§ What is needed
Each entry, as given, must be output unchanged.

╭──

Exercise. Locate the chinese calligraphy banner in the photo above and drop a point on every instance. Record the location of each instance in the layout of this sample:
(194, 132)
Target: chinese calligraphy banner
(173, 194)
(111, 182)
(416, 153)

╰──

§ Solution to the exercise
Exercise. Locate the chinese calligraphy banner in the photo above and drop a point on every instance. Record the location of each instance in the layout of this sample:
(194, 132)
Target: chinese calligraphy banner
(173, 194)
(111, 182)
(416, 153)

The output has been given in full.